Y todavía se seguirán preguntando a qué se parece la papalisa en cuanto a sabor. Prácticamente a ningún producto sobre la faz de la Tierra
Mi tío octogenario que se ha recorrido medio mundo (yo ni había nacido y él ya se había trajinado sitios tan raros como Bucarest, Budapest, Praga, Sofía, Berlín, Moscú, Pekín, digo raros para un boliviano, y más aún durante la Guerra Fría, ni hablar de los innumerables países occidentales que ha visitado) me decía el otro día que en todos sus viajes no había probado nada similar a la papalisa, ni por asomo, así que proponía que cierto guiso de ese tubérculo debería ser nuestro emblema, nuestro plato nacional, por lo menos para identificarnos ante el resto del mundo.
Como sabemos, asociamos a los mexicanos con los tacos y burritos, a los peruanos con el ceviche, a los brasileños con la feijoada, a los argentinos con el churrasco o asado, de España tenemos bien guardada la imagen de la paella, de Italia nos suena natural la pizza, y así sucesivamente.
Pero Bolivia que tiene tantos productos gastronómicos para ofrecer no se decide por ninguno, porque instantáneamente afloran los nacionalismos de cocina por cualquier asuntillo; le pasó a cierta Miss Bolivia una vez que, por citar un plato de su región solamente, le llovieron los palos por no mencionar las otras comidas del país.
Mi tío que lo ha probado todo, y que es además un consumado sibarita, tiene razón en cuanto a que la papalisa es el mejor candidato para ser el plato bandera de nuestro país, por singularidad y por muchas otras razones culinarias.
Muchos se imaginan (incluyendo compatriotas) que el altiplano es una planicie inhóspita, desértica, y montañas por doquier, donde por poco no crece nada más que pajonales, lo cual es una verdad a medias. Aunque en las mesetas, punas, páramos y demás elevaciones escasean las plantas ante la vista, y pareciera que los terrenos no produjeran nada; sin embargo, es bajo la tierra donde yacen los tesoros escondidos, la mayor parte en forma de tubérculos.
Ciertamente, la orografía de los Andes ha complicado la existencia del hombre, y en Bolivia esta cordillera alcanza su mayor anchura, dando lugar a paisajes inesperados y sitios inaccesibles, pero también entre tantas cumbres, cerros y precipicios hay lugar para quebradas, vallecitos y otros rincones al abrigo de las inclemencias del tiempo.

• _SEGMENTO DE DATOS_:
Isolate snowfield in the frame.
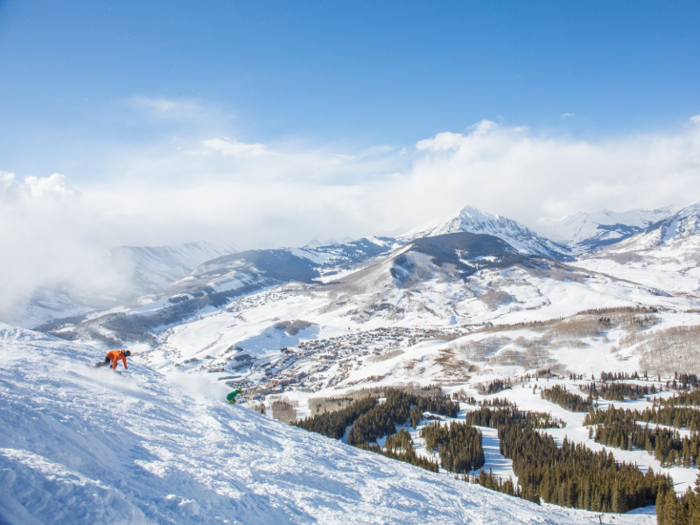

• _TAREAS A REALIZAR_:
1. Determina si cada afirmación concuerda con el texto sobre la papalisa y responde sí o no, citando literalmente las palabras del texto que lo deciden. (a) El tío del autor estuvo en Moscú y en Pekín. (b) Bolivia ya ha elegido un plato nacional. (c) En Bolivia la cordillera de los Andes alcanza su mayor anchura.
2. Reproduce sin cambios el tramo del texto sobre la papalisa que va desde "Pero Bolivia que" hasta "otras razones culinarias.".
3. Resume el texto sobre la papalisa en dos oraciones.

• _RESPUESTAS ESCRITAS_:
1.
(a) Sí: "él ya se había trajinado sitios tan raros como Bucarest, Budapest, Praga, Sofía, Berlín, Moscú, Pekín".
(b) No: "Pero Bolivia que tiene tantos productos gastronómicos para ofrecer no se decide por ninguno".
(c) Sí: "en Bolivia esta cordillera alcanza su mayor anchura".

2.
Pero Bolivia que tiene tantos productos gastronómicos para ofrecer no se decide por ninguno, porque instantáneamente afloran los nacionalismos de cocina por cualquier asuntillo; le pasó a cierta Miss Bolivia una vez que, por citar un plato de su región solamente, le llovieron los palos por no mencionar las otras comidas del país.
Mi tío que lo ha probado todo, y que es además un consumado sibarita, tiene razón en cuanto a que la papalisa es el mejor candidato para ser el plato bandera de nuestro país, por singularidad y por muchas otras razones culinarias.

3. Un tío del autor que ha recorrido medio mundo asegura no haber probado nada similar a la papalisa y propone que un guiso de ese tubérculo sea el plato nacional de Bolivia, país que no se decide por ninguno porque afloran los nacionalismos de cocina. El texto añade que la idea del altiplano como tierra donde no crece nada es una verdad a medias, ya que bajo la tierra yacen tesoros escondidos, la mayor parte en forma de tubérculos.